*TASK REQUIREMENTS:* Each entry is to be retyped without alteration, and no picture is to be included.

*Collected data:*
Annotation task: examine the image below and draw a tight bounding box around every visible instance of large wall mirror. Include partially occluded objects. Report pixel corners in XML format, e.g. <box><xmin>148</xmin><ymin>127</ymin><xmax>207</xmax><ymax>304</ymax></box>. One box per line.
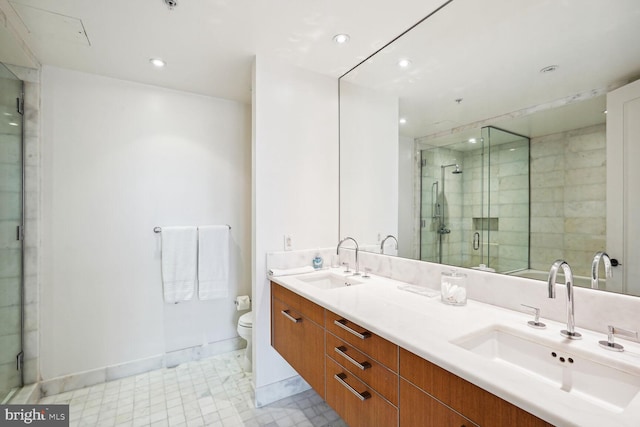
<box><xmin>339</xmin><ymin>0</ymin><xmax>640</xmax><ymax>296</ymax></box>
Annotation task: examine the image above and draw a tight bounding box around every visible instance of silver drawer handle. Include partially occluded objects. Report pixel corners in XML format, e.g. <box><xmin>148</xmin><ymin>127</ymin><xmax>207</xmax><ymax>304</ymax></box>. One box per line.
<box><xmin>335</xmin><ymin>346</ymin><xmax>371</xmax><ymax>370</ymax></box>
<box><xmin>334</xmin><ymin>319</ymin><xmax>371</xmax><ymax>339</ymax></box>
<box><xmin>334</xmin><ymin>373</ymin><xmax>371</xmax><ymax>401</ymax></box>
<box><xmin>281</xmin><ymin>310</ymin><xmax>301</xmax><ymax>323</ymax></box>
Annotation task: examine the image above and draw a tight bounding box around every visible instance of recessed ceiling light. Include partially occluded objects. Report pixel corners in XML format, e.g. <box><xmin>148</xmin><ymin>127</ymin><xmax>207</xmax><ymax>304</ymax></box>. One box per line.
<box><xmin>397</xmin><ymin>59</ymin><xmax>412</xmax><ymax>68</ymax></box>
<box><xmin>540</xmin><ymin>65</ymin><xmax>559</xmax><ymax>74</ymax></box>
<box><xmin>333</xmin><ymin>34</ymin><xmax>350</xmax><ymax>44</ymax></box>
<box><xmin>149</xmin><ymin>58</ymin><xmax>166</xmax><ymax>68</ymax></box>
<box><xmin>8</xmin><ymin>122</ymin><xmax>19</xmax><ymax>126</ymax></box>
<box><xmin>468</xmin><ymin>138</ymin><xmax>477</xmax><ymax>144</ymax></box>
<box><xmin>603</xmin><ymin>109</ymin><xmax>608</xmax><ymax>114</ymax></box>
<box><xmin>399</xmin><ymin>118</ymin><xmax>407</xmax><ymax>124</ymax></box>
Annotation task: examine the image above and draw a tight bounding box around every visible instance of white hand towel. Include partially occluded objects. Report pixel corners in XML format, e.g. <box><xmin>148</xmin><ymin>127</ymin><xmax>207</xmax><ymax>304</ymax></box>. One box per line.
<box><xmin>198</xmin><ymin>225</ymin><xmax>230</xmax><ymax>300</ymax></box>
<box><xmin>268</xmin><ymin>266</ymin><xmax>315</xmax><ymax>277</ymax></box>
<box><xmin>161</xmin><ymin>226</ymin><xmax>198</xmax><ymax>303</ymax></box>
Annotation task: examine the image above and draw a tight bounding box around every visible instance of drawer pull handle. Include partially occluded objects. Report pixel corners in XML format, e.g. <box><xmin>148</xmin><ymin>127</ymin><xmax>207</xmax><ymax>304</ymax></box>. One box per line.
<box><xmin>281</xmin><ymin>310</ymin><xmax>301</xmax><ymax>323</ymax></box>
<box><xmin>334</xmin><ymin>319</ymin><xmax>371</xmax><ymax>339</ymax></box>
<box><xmin>335</xmin><ymin>346</ymin><xmax>371</xmax><ymax>370</ymax></box>
<box><xmin>334</xmin><ymin>373</ymin><xmax>371</xmax><ymax>401</ymax></box>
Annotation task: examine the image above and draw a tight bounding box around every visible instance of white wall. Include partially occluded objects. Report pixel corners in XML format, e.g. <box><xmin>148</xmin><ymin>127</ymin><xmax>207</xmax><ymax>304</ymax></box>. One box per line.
<box><xmin>252</xmin><ymin>56</ymin><xmax>339</xmax><ymax>397</ymax></box>
<box><xmin>40</xmin><ymin>67</ymin><xmax>251</xmax><ymax>380</ymax></box>
<box><xmin>339</xmin><ymin>81</ymin><xmax>398</xmax><ymax>247</ymax></box>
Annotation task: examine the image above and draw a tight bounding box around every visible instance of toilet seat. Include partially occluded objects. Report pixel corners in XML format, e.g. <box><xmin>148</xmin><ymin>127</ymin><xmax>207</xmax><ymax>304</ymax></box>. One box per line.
<box><xmin>239</xmin><ymin>311</ymin><xmax>253</xmax><ymax>328</ymax></box>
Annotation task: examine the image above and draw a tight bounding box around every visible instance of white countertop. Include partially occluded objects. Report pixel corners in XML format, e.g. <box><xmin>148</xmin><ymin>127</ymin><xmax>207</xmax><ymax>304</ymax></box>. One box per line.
<box><xmin>270</xmin><ymin>268</ymin><xmax>640</xmax><ymax>427</ymax></box>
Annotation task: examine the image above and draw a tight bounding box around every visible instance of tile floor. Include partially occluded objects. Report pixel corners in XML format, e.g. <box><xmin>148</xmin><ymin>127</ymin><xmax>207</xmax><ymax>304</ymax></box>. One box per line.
<box><xmin>38</xmin><ymin>350</ymin><xmax>347</xmax><ymax>427</ymax></box>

*COMPLETED EXERCISE:*
Annotation task: examine the image below and draw a tight bounding box around every visible instance of large wall mirror. Include partially occluded objects. Report pixel corners in XML format, e.g. <box><xmin>148</xmin><ymin>127</ymin><xmax>207</xmax><ymax>304</ymax></box>. One box per line.
<box><xmin>339</xmin><ymin>0</ymin><xmax>640</xmax><ymax>296</ymax></box>
Annotation task: examine the image above and draw a tight bounding box around every visible instance of silver drawer handle. Include partially occluded objects. Report pixel corners in XML format, e.g. <box><xmin>148</xmin><ymin>127</ymin><xmax>207</xmax><ymax>304</ymax></box>. One box per line.
<box><xmin>335</xmin><ymin>346</ymin><xmax>371</xmax><ymax>370</ymax></box>
<box><xmin>334</xmin><ymin>319</ymin><xmax>371</xmax><ymax>339</ymax></box>
<box><xmin>334</xmin><ymin>373</ymin><xmax>371</xmax><ymax>401</ymax></box>
<box><xmin>281</xmin><ymin>310</ymin><xmax>301</xmax><ymax>323</ymax></box>
Annotation task: examine the image above and draw a tight bounding box around every visible instance of recessed ceiling light. Include partially occluded objects. Report pixel corners in XML format, e.g. <box><xmin>148</xmin><ymin>127</ymin><xmax>207</xmax><ymax>304</ymax></box>. One box per line.
<box><xmin>397</xmin><ymin>59</ymin><xmax>412</xmax><ymax>68</ymax></box>
<box><xmin>540</xmin><ymin>65</ymin><xmax>559</xmax><ymax>74</ymax></box>
<box><xmin>333</xmin><ymin>34</ymin><xmax>350</xmax><ymax>44</ymax></box>
<box><xmin>149</xmin><ymin>58</ymin><xmax>166</xmax><ymax>68</ymax></box>
<box><xmin>8</xmin><ymin>122</ymin><xmax>19</xmax><ymax>126</ymax></box>
<box><xmin>468</xmin><ymin>138</ymin><xmax>477</xmax><ymax>144</ymax></box>
<box><xmin>603</xmin><ymin>109</ymin><xmax>608</xmax><ymax>114</ymax></box>
<box><xmin>399</xmin><ymin>118</ymin><xmax>407</xmax><ymax>124</ymax></box>
Annotation task: examine the image above and draw a tight bounding box around every visible instance of white hand towel. Include partially occluded objects. Report pixel corners in XML format, e.g. <box><xmin>148</xmin><ymin>127</ymin><xmax>207</xmax><ymax>304</ymax></box>. One box per line.
<box><xmin>198</xmin><ymin>225</ymin><xmax>230</xmax><ymax>300</ymax></box>
<box><xmin>268</xmin><ymin>266</ymin><xmax>315</xmax><ymax>277</ymax></box>
<box><xmin>161</xmin><ymin>226</ymin><xmax>198</xmax><ymax>303</ymax></box>
Annotation task: examine the image above and draw a tight bounding box around every visible instance of drawer pull handle. Include partially occluded objects. Report pixel corners in XML format, e.g. <box><xmin>148</xmin><ymin>127</ymin><xmax>207</xmax><ymax>304</ymax></box>. One box per line.
<box><xmin>281</xmin><ymin>310</ymin><xmax>301</xmax><ymax>323</ymax></box>
<box><xmin>334</xmin><ymin>319</ymin><xmax>371</xmax><ymax>339</ymax></box>
<box><xmin>335</xmin><ymin>346</ymin><xmax>371</xmax><ymax>370</ymax></box>
<box><xmin>334</xmin><ymin>373</ymin><xmax>371</xmax><ymax>401</ymax></box>
Annotation task: examine the image above and draw a tight bounding box around every visible instance of white wall. Include partially occluded objects. Report pixel corners in XML format, e.g. <box><xmin>148</xmin><ymin>127</ymin><xmax>207</xmax><ymax>304</ymax></box>. One box per line.
<box><xmin>252</xmin><ymin>56</ymin><xmax>339</xmax><ymax>397</ymax></box>
<box><xmin>40</xmin><ymin>67</ymin><xmax>251</xmax><ymax>380</ymax></box>
<box><xmin>339</xmin><ymin>81</ymin><xmax>398</xmax><ymax>247</ymax></box>
Annotation task: examine the image above and draw a tight bounding box around every visible instance of toilet seat. Include partially occluded objects. Report pixel corners in XML format, e.g. <box><xmin>148</xmin><ymin>127</ymin><xmax>207</xmax><ymax>304</ymax></box>. One box per line.
<box><xmin>239</xmin><ymin>311</ymin><xmax>253</xmax><ymax>328</ymax></box>
Annotation task: examine the image above and draw a tight bounding box around every visible instance of white countertop. Include partially occluded objects. Report pixel corners in XML format, e.g. <box><xmin>148</xmin><ymin>127</ymin><xmax>207</xmax><ymax>304</ymax></box>. One box per line.
<box><xmin>270</xmin><ymin>268</ymin><xmax>640</xmax><ymax>427</ymax></box>
Annotation task: examine the image above and draw a tight bounding box around every visible instance of tile floor. Include partially occluded objects. Report pixel corners in XML format, e.g. <box><xmin>148</xmin><ymin>127</ymin><xmax>207</xmax><ymax>304</ymax></box>. One box per line.
<box><xmin>38</xmin><ymin>350</ymin><xmax>347</xmax><ymax>427</ymax></box>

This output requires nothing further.